*Excerpted passage:*
C & D bicker about new records (Arthur No. 15/March 2005)

Originally published in Arthur No. 15/March 2005

Nina Simone
Baltimore
(CTI/Legacy/Epic/Sony)
D: [to tape recorder] Hello. We are back!
C: [very formally] It is time to exchange views once again, after our brief vacation from these pages. A vacation, I might add, that was not entirely voluntary—
D: But we will speak of that some other time.
C: Everything was going well until they caught you putting the potato in that Hummer’s exhaust pipe in front of the military recruitment center.
D: I told them I was removing the potato that I had just witnessed some crazy anarchist put there. I was actually de-vandalizing their truck—
C: But, strangely, they were not convinced. Especially after they found the grater in your jacket.
D: Yes, well…
C: [Yawns.] Please remind me to forget to call you next time something is going down, because I can’t afford any more of these “vacations.”
D: Soooo, Nina Simone’s 1974 album Baltimore has been reissued.
C: Apparently she didn’t want to make this record. She didn’t like making the record. She didn’t like the finished record. And it’s such a good record!
D: The title track is the greatest Randy Newman cover of all time. I mean, Randy Newman done in a loping funk mode? If you’ve ridden the Amtrak through Baltimore, the route it takes gives you an unobstructed view of a horribly blighted ghetto, and her voice here really captures that sadness.

*Extracted data:*
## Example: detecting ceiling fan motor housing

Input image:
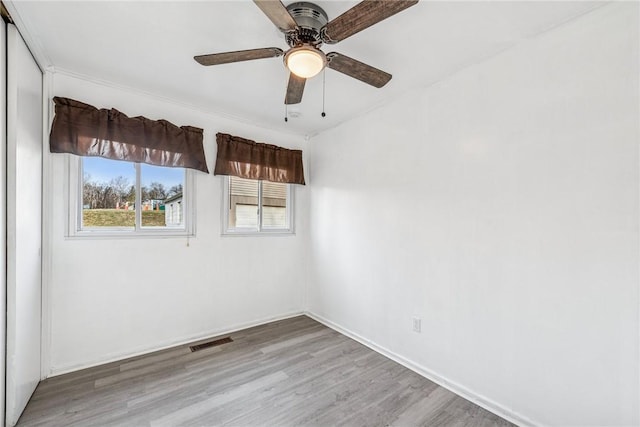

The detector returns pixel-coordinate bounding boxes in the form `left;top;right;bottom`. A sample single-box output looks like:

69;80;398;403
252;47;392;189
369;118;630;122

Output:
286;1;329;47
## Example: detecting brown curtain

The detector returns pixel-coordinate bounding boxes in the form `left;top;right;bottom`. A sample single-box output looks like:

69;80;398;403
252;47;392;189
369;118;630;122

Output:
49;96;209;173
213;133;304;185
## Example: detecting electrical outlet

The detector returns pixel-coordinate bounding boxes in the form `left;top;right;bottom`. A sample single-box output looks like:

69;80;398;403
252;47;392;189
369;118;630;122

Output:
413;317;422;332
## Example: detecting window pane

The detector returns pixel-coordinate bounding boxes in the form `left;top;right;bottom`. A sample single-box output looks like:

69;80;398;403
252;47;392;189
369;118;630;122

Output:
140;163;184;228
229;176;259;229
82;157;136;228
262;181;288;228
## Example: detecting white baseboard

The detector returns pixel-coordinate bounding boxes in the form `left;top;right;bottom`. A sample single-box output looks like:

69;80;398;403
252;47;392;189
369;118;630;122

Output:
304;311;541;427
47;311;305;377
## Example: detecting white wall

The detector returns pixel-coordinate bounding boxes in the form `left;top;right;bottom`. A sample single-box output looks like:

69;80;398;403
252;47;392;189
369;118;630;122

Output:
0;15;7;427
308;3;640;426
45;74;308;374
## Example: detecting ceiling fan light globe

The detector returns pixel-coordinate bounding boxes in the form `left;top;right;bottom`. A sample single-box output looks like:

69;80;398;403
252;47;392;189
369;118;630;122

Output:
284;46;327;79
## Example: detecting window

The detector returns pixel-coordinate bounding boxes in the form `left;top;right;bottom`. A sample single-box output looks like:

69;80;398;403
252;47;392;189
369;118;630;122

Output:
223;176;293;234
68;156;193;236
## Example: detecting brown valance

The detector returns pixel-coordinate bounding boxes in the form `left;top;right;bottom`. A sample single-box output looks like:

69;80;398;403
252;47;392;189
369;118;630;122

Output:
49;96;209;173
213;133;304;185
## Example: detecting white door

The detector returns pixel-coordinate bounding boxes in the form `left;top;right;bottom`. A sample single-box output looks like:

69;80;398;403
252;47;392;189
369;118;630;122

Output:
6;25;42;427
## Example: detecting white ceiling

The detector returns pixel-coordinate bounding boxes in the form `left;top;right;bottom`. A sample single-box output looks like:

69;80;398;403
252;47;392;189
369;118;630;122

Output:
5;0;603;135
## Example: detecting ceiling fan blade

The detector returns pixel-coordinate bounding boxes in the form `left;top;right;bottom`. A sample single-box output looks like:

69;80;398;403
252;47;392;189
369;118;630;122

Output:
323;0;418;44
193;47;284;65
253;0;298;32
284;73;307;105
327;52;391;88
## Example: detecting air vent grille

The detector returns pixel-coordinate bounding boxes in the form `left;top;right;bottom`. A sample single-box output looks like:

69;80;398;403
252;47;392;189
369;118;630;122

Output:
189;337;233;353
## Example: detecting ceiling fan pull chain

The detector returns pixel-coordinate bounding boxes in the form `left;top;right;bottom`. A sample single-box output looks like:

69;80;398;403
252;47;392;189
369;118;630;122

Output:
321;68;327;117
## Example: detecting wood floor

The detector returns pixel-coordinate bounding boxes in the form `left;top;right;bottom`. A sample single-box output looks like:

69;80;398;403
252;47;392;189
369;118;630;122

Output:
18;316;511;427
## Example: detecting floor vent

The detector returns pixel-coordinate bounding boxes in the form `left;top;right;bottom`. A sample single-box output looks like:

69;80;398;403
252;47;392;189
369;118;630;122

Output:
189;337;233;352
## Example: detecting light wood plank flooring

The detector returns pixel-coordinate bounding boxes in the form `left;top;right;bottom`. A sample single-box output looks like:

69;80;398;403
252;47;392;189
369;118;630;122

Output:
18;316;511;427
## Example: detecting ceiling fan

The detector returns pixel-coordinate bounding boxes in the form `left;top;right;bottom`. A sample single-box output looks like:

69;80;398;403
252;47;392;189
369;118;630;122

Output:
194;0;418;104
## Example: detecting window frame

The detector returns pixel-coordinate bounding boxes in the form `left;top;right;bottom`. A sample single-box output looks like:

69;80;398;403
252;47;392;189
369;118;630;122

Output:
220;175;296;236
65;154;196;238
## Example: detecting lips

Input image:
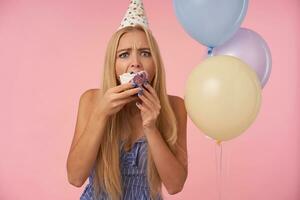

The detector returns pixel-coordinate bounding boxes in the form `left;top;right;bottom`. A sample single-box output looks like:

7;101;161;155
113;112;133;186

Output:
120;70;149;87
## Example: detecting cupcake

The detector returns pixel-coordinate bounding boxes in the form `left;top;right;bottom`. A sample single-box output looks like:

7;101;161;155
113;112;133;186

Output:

*What you will do:*
**a)** Retype the part of the album review that runs from "Originally published in" up to and including "military recruitment center.".
**b)** According to the album review, the title track of Baltimore is a cover of which songwriter's work?

*Answer set:*
**a)**
Originally published in Arthur No. 15/March 2005

Nina Simone
Baltimore
(CTI/Legacy/Epic/Sony)
D: [to tape recorder] Hello. We are back!
C: [very formally] It is time to exchange views once again, after our brief vacation from these pages. A vacation, I might add, that was not entirely voluntary—
D: But we will speak of that some other time.
C: Everything was going well until they caught you putting the potato in that Hummer’s exhaust pipe in front of the military recruitment center.

**b)** Randy Newman